**DATASET EXTRACT**:
^^^^^^^^^^^^^^^^
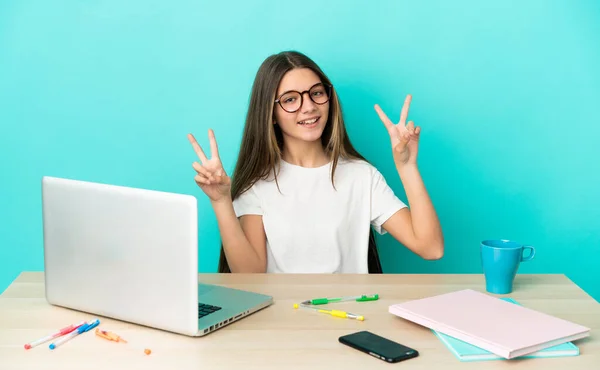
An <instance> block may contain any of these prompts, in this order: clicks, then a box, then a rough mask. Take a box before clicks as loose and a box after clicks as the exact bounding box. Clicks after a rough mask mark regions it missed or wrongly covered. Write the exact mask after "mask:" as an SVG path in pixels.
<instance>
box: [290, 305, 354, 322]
mask: <svg viewBox="0 0 600 370" xmlns="http://www.w3.org/2000/svg"><path fill="white" fill-rule="evenodd" d="M294 308H296V309H297V308H303V309H305V310H313V311H316V312H320V313H326V314H328V315H331V316H335V317H342V318H344V319H354V320H360V321H364V320H365V317H364V316H362V315H355V314H353V313H350V312H346V311H339V310H324V309H322V308H316V307H309V306H305V305H303V304H300V305H299V304H298V303H294Z"/></svg>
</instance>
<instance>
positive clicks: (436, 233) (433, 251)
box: [397, 164, 444, 259]
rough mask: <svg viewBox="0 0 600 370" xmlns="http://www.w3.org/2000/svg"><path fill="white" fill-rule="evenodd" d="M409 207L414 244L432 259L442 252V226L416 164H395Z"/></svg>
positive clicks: (441, 255)
mask: <svg viewBox="0 0 600 370" xmlns="http://www.w3.org/2000/svg"><path fill="white" fill-rule="evenodd" d="M397 170H398V174H399V175H400V179H401V180H402V184H403V186H404V189H405V192H406V197H407V199H408V203H409V207H410V215H411V221H412V229H413V233H414V238H415V242H416V244H417V245H418V246H419V247H420V248H422V249H423V251H424V252H425V251H426V252H425V253H426V255H427V256H429V257H431V258H432V259H438V258H441V256H442V255H443V254H444V239H443V233H442V228H441V225H440V222H439V219H438V216H437V214H436V211H435V208H434V206H433V204H432V202H431V199H430V197H429V194H428V193H427V190H426V188H425V184H424V183H423V179H422V177H421V174H420V172H419V169H418V168H417V165H416V164H412V165H402V166H397Z"/></svg>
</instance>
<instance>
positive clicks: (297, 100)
mask: <svg viewBox="0 0 600 370" xmlns="http://www.w3.org/2000/svg"><path fill="white" fill-rule="evenodd" d="M331 90H332V86H331V85H329V84H324V83H321V82H319V83H318V84H315V85H313V86H312V87H311V88H310V89H308V90H305V91H302V92H300V91H294V90H292V91H287V92H285V93H283V94H281V96H279V98H277V99H276V100H275V103H279V105H280V106H281V109H283V110H284V111H286V112H288V113H294V112H297V111H298V110H299V109H300V107H302V103H303V102H304V93H308V97H309V98H310V100H312V101H313V102H314V103H315V104H319V105H323V104H325V103H327V102H328V101H329V98H330V97H331V96H330V95H331Z"/></svg>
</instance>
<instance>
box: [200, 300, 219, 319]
mask: <svg viewBox="0 0 600 370" xmlns="http://www.w3.org/2000/svg"><path fill="white" fill-rule="evenodd" d="M220 309H221V307H219V306H211V305H209V304H204V303H198V318H202V317H204V316H206V315H210V314H211V313H213V312H217V311H219V310H220Z"/></svg>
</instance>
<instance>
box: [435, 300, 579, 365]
mask: <svg viewBox="0 0 600 370" xmlns="http://www.w3.org/2000/svg"><path fill="white" fill-rule="evenodd" d="M500 299H503V300H505V301H508V302H511V303H514V304H518V303H517V302H516V301H515V300H514V299H512V298H500ZM432 331H433V333H434V334H435V335H437V337H438V338H440V340H441V341H442V343H444V344H445V345H446V347H448V349H449V350H450V351H451V352H452V353H453V354H454V355H455V356H456V357H457V358H458V359H459V360H461V361H485V360H506V359H505V358H504V357H501V356H498V355H495V354H493V353H491V352H489V351H486V350H485V349H481V348H479V347H476V346H474V345H472V344H469V343H466V342H463V341H462V340H459V339H456V338H454V337H451V336H449V335H446V334H443V333H440V332H437V331H435V330H432ZM578 355H579V348H578V347H577V346H576V345H574V344H573V343H571V342H567V343H563V344H559V345H556V346H554V347H549V348H546V349H543V350H540V351H537V352H533V353H530V354H528V355H524V356H520V357H518V358H539V357H564V356H578ZM508 361H510V360H508Z"/></svg>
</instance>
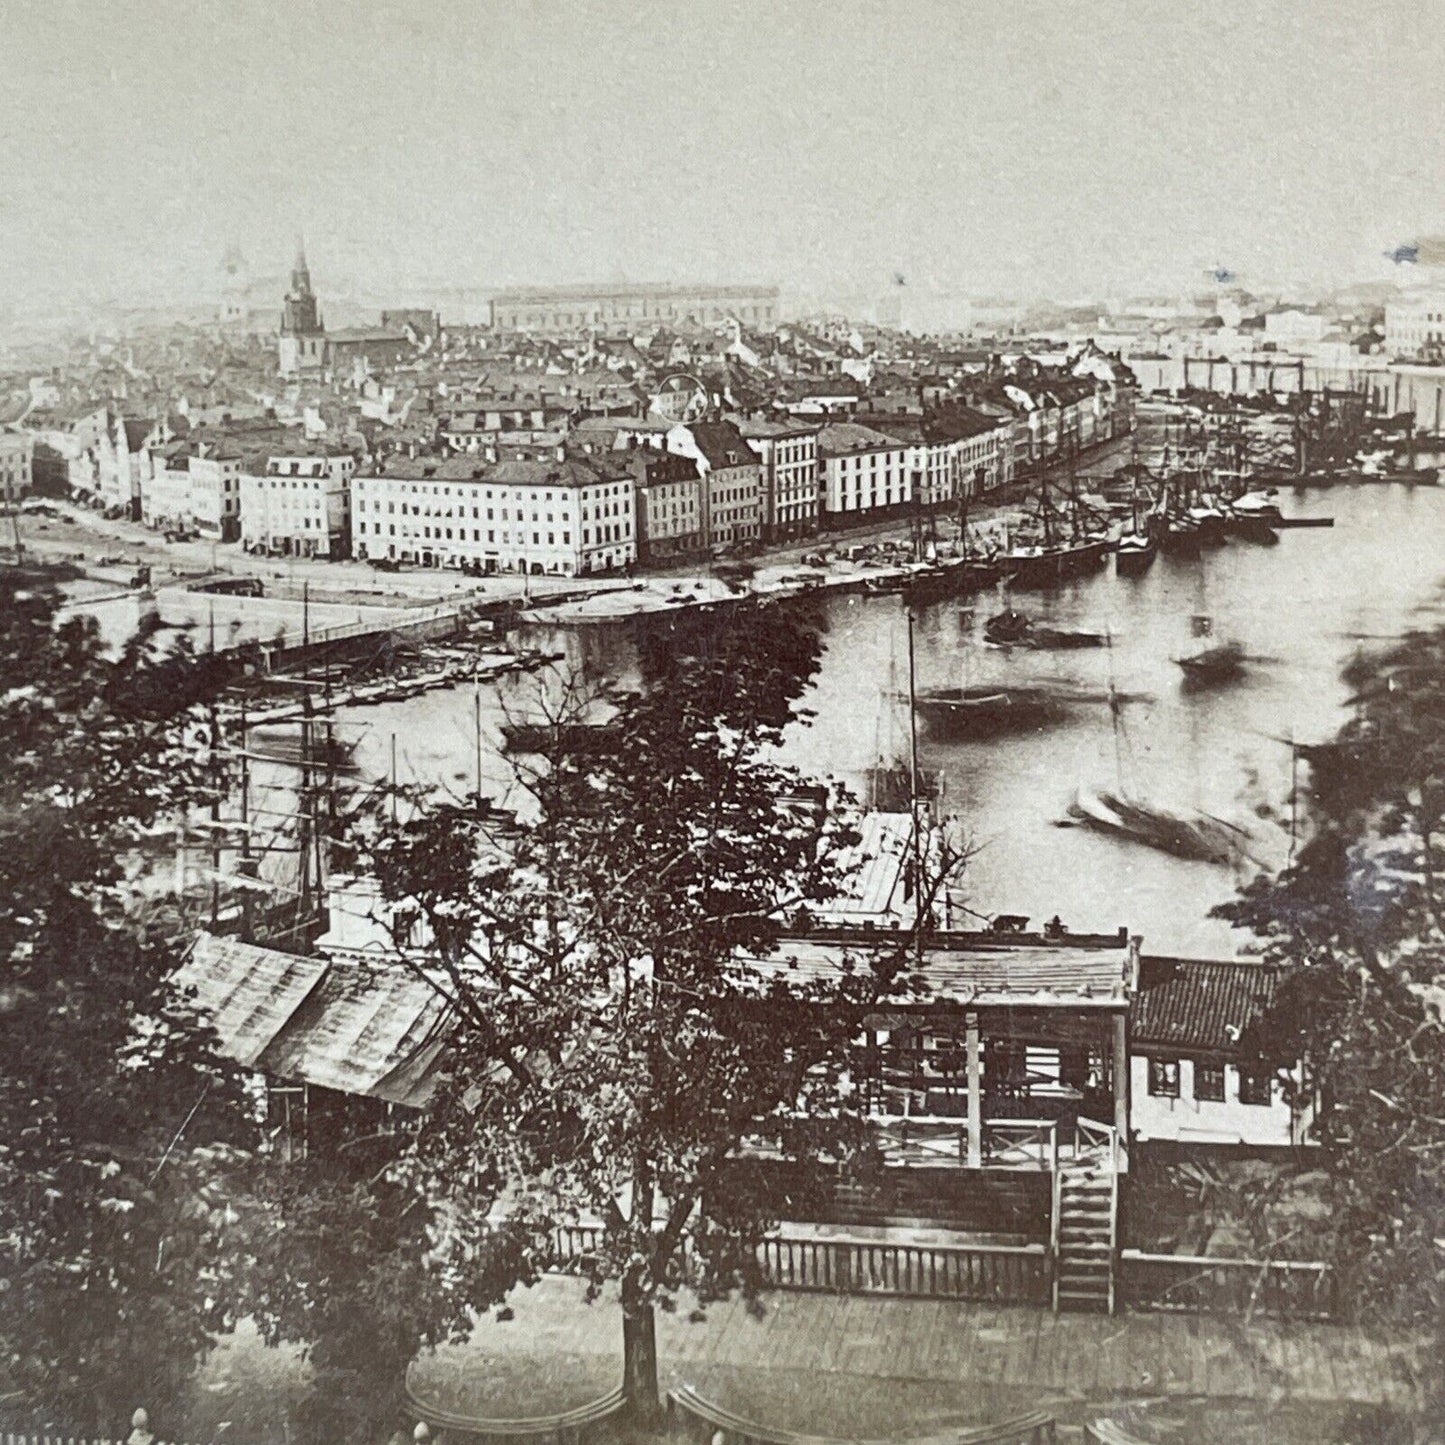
^^^^^^^^^^^^^^^^
**REQUIRED WORK**: Please report every line of the material above that contains the word "rough".

**TASK ANSWER**:
An <instance> block may contain any of these prompts, in this order: clicks, then a box, then a rough mask. Take a box before clicks as loose and a box after clicks as the exact bounding box. Clicks after a rough mask mark regions it missed or wrongly covered. Write the exact mask after "mask:" as an SVG path in pixels.
rough mask: <svg viewBox="0 0 600 370" xmlns="http://www.w3.org/2000/svg"><path fill="white" fill-rule="evenodd" d="M409 207L414 244L432 259L442 252V226L416 164H395Z"/></svg>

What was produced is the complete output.